• [WHAT IS BEING ASKED]: Place the rows below, starting from the line that contains "Check that each instance of the urn" and continuing through the end of the rows, into a Markdown table with the columns Number and Line, omitting any blank lines.

+ + + + +

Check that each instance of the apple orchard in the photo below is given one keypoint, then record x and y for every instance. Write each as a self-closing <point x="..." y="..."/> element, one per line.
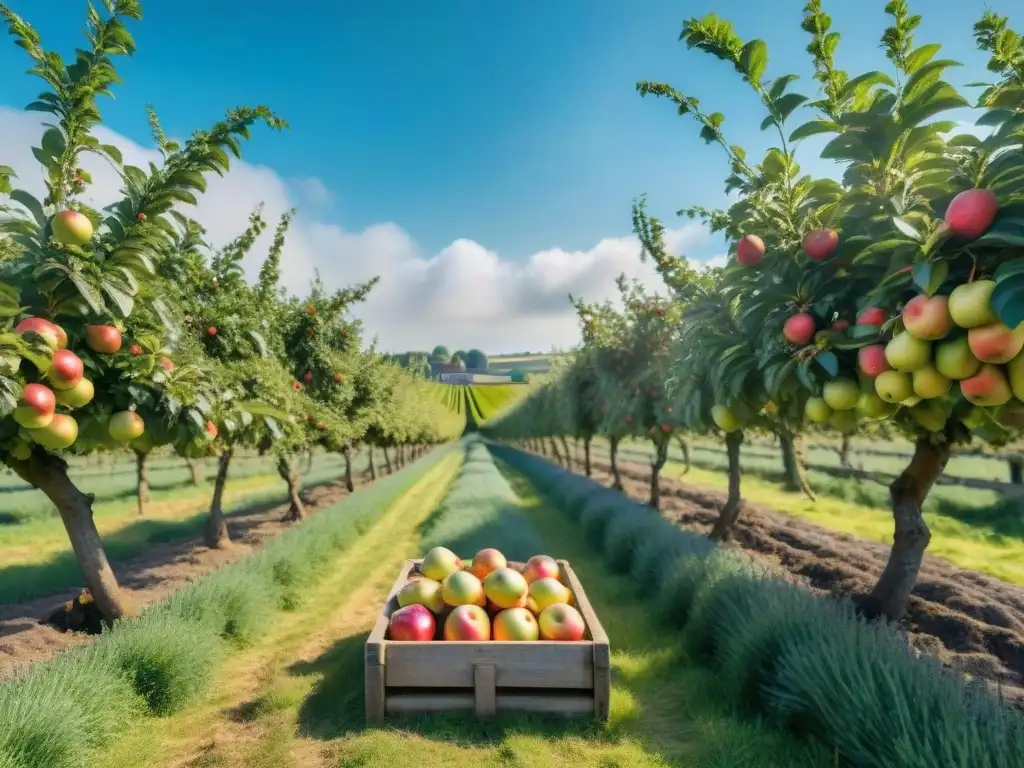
<point x="121" y="330"/>
<point x="888" y="298"/>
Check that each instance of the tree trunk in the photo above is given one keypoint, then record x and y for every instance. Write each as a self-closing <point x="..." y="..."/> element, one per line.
<point x="684" y="449"/>
<point x="296" y="510"/>
<point x="565" y="451"/>
<point x="660" y="457"/>
<point x="216" y="535"/>
<point x="616" y="479"/>
<point x="795" y="475"/>
<point x="49" y="474"/>
<point x="142" y="475"/>
<point x="911" y="536"/>
<point x="554" y="451"/>
<point x="844" y="452"/>
<point x="349" y="485"/>
<point x="734" y="503"/>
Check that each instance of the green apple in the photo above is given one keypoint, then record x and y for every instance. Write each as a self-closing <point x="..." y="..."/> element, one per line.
<point x="970" y="304"/>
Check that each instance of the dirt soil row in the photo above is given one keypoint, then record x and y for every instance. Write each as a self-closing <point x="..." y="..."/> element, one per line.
<point x="971" y="622"/>
<point x="151" y="577"/>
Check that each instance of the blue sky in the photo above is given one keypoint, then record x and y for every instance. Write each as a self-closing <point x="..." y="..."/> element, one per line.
<point x="511" y="124"/>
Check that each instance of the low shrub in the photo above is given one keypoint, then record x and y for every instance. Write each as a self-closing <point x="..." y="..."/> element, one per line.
<point x="167" y="659"/>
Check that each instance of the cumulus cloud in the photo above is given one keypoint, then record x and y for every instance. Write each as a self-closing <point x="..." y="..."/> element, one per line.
<point x="467" y="295"/>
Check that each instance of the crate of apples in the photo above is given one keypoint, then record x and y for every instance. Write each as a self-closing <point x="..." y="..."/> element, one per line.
<point x="488" y="598"/>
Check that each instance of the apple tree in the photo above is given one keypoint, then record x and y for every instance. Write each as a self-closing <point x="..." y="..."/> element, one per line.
<point x="871" y="302"/>
<point x="74" y="271"/>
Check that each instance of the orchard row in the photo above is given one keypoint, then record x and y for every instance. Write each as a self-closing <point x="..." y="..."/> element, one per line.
<point x="122" y="329"/>
<point x="888" y="299"/>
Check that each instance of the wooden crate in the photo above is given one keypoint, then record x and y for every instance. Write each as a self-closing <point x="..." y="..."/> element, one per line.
<point x="564" y="678"/>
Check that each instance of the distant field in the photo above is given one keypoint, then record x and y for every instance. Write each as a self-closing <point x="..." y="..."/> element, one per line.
<point x="532" y="364"/>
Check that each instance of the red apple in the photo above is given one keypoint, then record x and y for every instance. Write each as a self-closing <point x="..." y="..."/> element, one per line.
<point x="36" y="408"/>
<point x="66" y="371"/>
<point x="72" y="228"/>
<point x="125" y="426"/>
<point x="50" y="333"/>
<point x="561" y="622"/>
<point x="820" y="244"/>
<point x="467" y="624"/>
<point x="542" y="566"/>
<point x="102" y="339"/>
<point x="414" y="623"/>
<point x="872" y="315"/>
<point x="972" y="212"/>
<point x="799" y="329"/>
<point x="750" y="250"/>
<point x="871" y="359"/>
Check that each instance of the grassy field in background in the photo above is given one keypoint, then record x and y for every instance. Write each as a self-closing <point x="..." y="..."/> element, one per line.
<point x="37" y="558"/>
<point x="975" y="529"/>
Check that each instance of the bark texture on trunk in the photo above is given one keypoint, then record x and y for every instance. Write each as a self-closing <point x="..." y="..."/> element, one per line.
<point x="347" y="455"/>
<point x="565" y="452"/>
<point x="216" y="535"/>
<point x="296" y="510"/>
<point x="907" y="494"/>
<point x="795" y="474"/>
<point x="49" y="474"/>
<point x="616" y="479"/>
<point x="734" y="503"/>
<point x="660" y="457"/>
<point x="142" y="478"/>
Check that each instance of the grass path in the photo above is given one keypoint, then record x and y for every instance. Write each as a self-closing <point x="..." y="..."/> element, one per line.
<point x="296" y="699"/>
<point x="236" y="725"/>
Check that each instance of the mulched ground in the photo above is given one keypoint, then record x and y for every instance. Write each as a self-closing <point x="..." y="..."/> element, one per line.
<point x="153" y="576"/>
<point x="973" y="623"/>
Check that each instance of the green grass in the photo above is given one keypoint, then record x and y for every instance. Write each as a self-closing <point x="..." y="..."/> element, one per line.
<point x="969" y="527"/>
<point x="62" y="714"/>
<point x="38" y="559"/>
<point x="797" y="659"/>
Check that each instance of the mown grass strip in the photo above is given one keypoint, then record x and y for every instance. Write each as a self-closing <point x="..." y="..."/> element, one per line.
<point x="59" y="713"/>
<point x="805" y="663"/>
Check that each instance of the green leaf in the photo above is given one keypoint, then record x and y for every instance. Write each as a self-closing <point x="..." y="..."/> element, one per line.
<point x="754" y="59"/>
<point x="787" y="103"/>
<point x="33" y="205"/>
<point x="906" y="228"/>
<point x="929" y="275"/>
<point x="920" y="56"/>
<point x="1008" y="301"/>
<point x="828" y="361"/>
<point x="53" y="142"/>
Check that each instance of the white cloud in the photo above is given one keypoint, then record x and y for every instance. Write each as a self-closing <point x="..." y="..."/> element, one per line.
<point x="465" y="296"/>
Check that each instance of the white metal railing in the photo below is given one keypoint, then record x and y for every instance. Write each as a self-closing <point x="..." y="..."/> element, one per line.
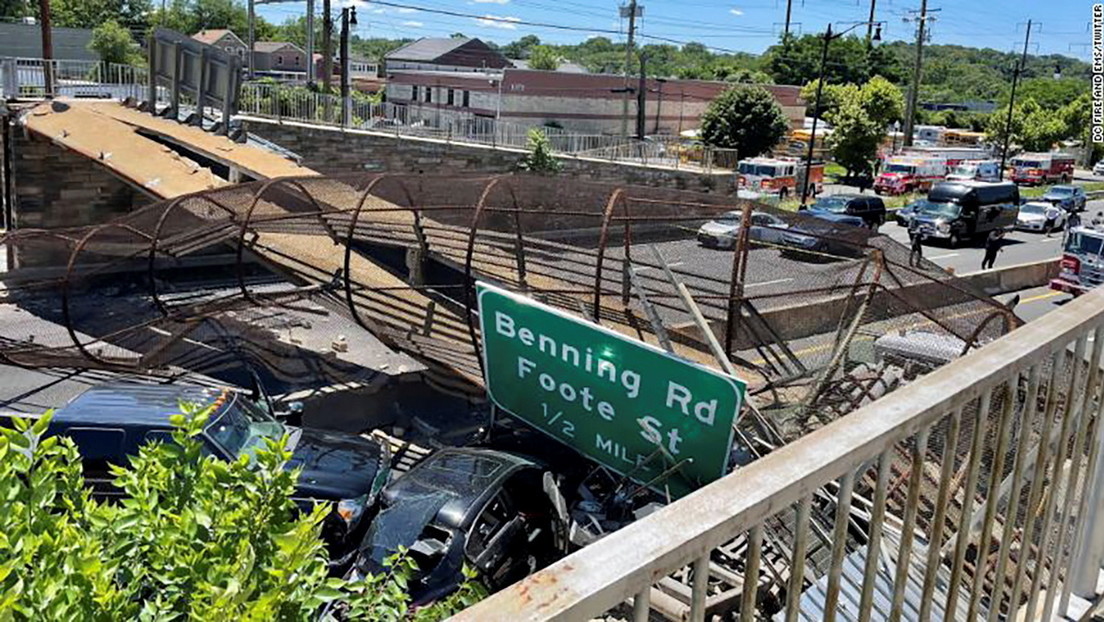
<point x="974" y="493"/>
<point x="22" y="77"/>
<point x="275" y="101"/>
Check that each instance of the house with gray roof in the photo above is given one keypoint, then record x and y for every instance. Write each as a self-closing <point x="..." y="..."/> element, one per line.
<point x="458" y="54"/>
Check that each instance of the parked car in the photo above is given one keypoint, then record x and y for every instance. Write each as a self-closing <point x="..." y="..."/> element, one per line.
<point x="1032" y="217"/>
<point x="870" y="209"/>
<point x="490" y="509"/>
<point x="722" y="232"/>
<point x="962" y="210"/>
<point x="904" y="215"/>
<point x="1070" y="198"/>
<point x="825" y="234"/>
<point x="110" y="422"/>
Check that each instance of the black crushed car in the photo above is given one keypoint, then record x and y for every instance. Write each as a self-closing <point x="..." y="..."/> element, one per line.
<point x="110" y="422"/>
<point x="490" y="509"/>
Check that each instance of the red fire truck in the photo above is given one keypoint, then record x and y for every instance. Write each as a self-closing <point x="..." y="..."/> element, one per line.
<point x="1042" y="168"/>
<point x="783" y="176"/>
<point x="910" y="174"/>
<point x="1082" y="266"/>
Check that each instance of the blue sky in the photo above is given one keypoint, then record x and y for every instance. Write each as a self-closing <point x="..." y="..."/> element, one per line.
<point x="746" y="25"/>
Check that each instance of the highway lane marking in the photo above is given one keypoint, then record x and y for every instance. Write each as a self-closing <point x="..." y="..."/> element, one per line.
<point x="775" y="282"/>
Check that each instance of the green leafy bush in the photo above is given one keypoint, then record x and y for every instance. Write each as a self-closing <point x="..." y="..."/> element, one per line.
<point x="193" y="537"/>
<point x="539" y="158"/>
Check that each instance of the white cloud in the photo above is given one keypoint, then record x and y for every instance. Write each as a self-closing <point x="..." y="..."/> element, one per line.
<point x="497" y="21"/>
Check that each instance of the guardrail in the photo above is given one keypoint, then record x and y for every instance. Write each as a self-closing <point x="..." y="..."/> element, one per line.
<point x="978" y="487"/>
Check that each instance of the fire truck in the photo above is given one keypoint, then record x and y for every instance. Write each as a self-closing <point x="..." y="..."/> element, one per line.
<point x="783" y="176"/>
<point x="1082" y="265"/>
<point x="953" y="156"/>
<point x="909" y="174"/>
<point x="1042" y="168"/>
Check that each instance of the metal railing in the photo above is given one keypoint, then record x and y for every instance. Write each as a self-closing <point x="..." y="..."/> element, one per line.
<point x="974" y="493"/>
<point x="299" y="104"/>
<point x="22" y="77"/>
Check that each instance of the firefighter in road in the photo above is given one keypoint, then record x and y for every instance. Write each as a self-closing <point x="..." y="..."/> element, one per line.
<point x="993" y="244"/>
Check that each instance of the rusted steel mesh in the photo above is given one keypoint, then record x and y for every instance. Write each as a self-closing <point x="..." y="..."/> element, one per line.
<point x="400" y="255"/>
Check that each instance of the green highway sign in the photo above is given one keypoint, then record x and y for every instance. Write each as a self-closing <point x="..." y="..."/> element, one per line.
<point x="661" y="420"/>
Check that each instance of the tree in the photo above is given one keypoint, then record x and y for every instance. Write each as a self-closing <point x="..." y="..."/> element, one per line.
<point x="856" y="136"/>
<point x="114" y="44"/>
<point x="1033" y="127"/>
<point x="194" y="538"/>
<point x="543" y="58"/>
<point x="539" y="158"/>
<point x="882" y="101"/>
<point x="746" y="118"/>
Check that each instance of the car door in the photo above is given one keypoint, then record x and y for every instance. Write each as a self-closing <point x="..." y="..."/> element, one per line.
<point x="772" y="228"/>
<point x="494" y="544"/>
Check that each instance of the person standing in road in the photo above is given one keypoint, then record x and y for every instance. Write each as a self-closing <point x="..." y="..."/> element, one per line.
<point x="916" y="246"/>
<point x="1051" y="213"/>
<point x="993" y="244"/>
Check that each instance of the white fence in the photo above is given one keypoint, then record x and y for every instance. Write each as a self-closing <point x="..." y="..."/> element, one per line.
<point x="28" y="78"/>
<point x="975" y="493"/>
<point x="278" y="102"/>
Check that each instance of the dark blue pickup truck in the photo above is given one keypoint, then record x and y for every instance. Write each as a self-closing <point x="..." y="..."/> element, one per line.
<point x="110" y="422"/>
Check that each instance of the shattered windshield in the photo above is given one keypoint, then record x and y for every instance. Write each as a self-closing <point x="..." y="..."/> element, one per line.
<point x="242" y="427"/>
<point x="1082" y="244"/>
<point x="401" y="525"/>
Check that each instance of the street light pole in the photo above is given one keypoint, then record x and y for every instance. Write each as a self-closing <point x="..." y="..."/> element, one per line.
<point x="816" y="115"/>
<point x="1011" y="102"/>
<point x="820" y="85"/>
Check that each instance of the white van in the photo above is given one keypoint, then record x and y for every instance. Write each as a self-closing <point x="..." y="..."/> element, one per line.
<point x="975" y="170"/>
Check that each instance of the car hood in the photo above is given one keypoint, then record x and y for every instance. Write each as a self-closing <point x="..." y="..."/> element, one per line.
<point x="714" y="228"/>
<point x="336" y="465"/>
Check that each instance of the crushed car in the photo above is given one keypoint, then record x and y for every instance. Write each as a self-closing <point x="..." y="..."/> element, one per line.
<point x="109" y="422"/>
<point x="496" y="512"/>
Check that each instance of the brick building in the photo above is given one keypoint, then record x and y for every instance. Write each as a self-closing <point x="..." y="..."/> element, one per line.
<point x="577" y="102"/>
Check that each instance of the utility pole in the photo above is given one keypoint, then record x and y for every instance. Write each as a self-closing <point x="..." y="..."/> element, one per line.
<point x="632" y="11"/>
<point x="252" y="17"/>
<point x="816" y="108"/>
<point x="641" y="91"/>
<point x="310" y="41"/>
<point x="910" y="113"/>
<point x="48" y="49"/>
<point x="348" y="18"/>
<point x="870" y="27"/>
<point x="327" y="45"/>
<point x="1011" y="101"/>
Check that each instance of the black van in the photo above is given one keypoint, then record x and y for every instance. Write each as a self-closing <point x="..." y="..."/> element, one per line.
<point x="870" y="209"/>
<point x="961" y="210"/>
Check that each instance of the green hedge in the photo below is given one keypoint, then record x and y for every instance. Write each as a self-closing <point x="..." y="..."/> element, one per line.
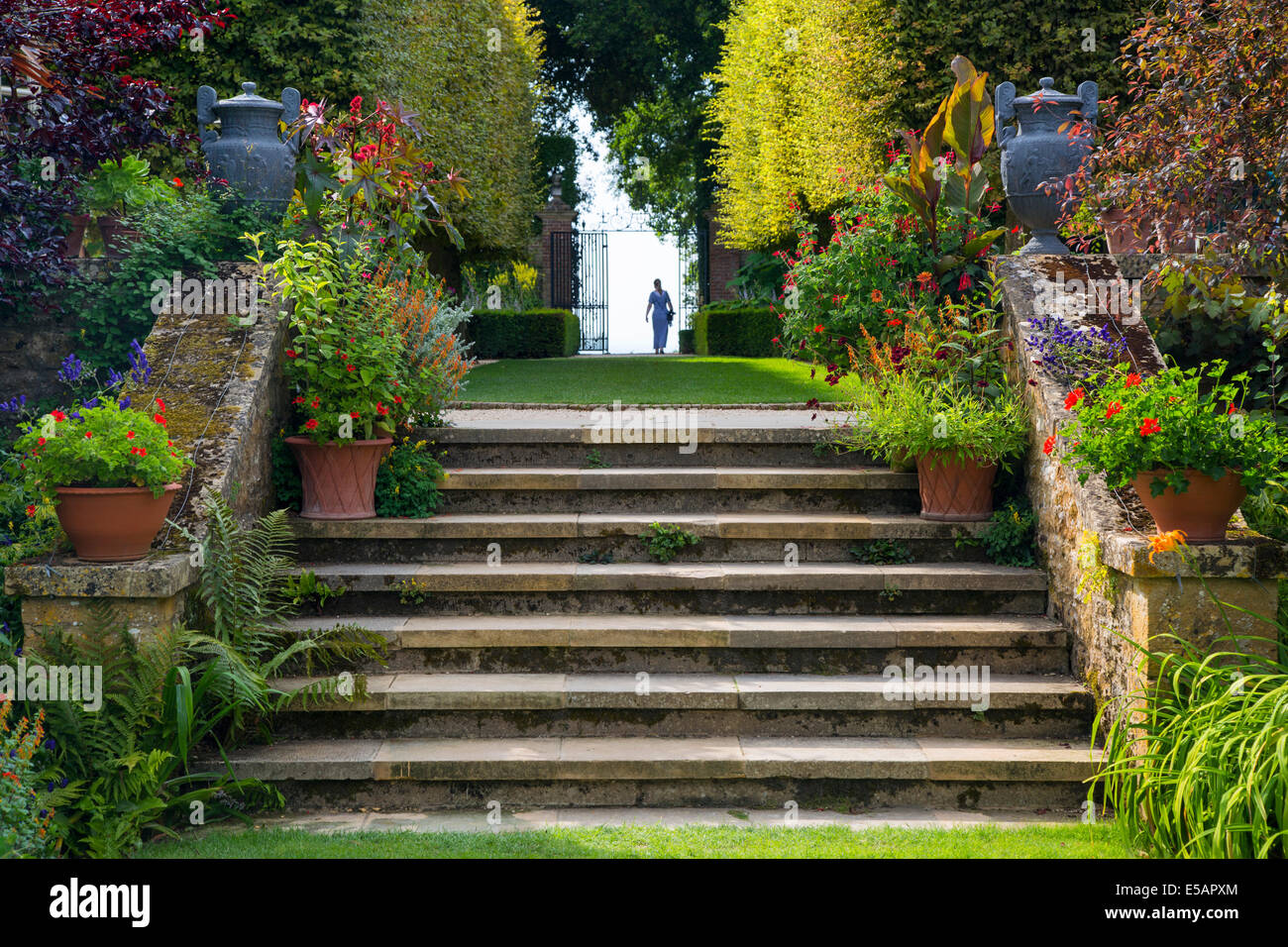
<point x="532" y="334"/>
<point x="743" y="331"/>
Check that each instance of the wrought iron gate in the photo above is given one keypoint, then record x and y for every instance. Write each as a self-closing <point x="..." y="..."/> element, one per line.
<point x="579" y="282"/>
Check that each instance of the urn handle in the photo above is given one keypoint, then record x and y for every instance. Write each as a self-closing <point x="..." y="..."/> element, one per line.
<point x="290" y="114"/>
<point x="1004" y="111"/>
<point x="206" y="101"/>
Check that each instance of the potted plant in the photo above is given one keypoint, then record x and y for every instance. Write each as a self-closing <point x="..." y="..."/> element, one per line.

+ + + + +

• [FULL OUTPUT]:
| Number | Line |
|---|---|
| 1 | Check that each instance of the urn handle in the photo above is given one keypoint, then record x and y for every instance. Write each as a self-closing <point x="..." y="..."/> element, one per line. |
| 2 | <point x="290" y="114"/> |
| 3 | <point x="1004" y="111"/> |
| 4 | <point x="206" y="101"/> |
| 5 | Check that each instance of the potted plant in the photo above is given one keypoint, then record x and y for every instance. Write each as a self-closing <point x="..." y="..."/> element, one per line. |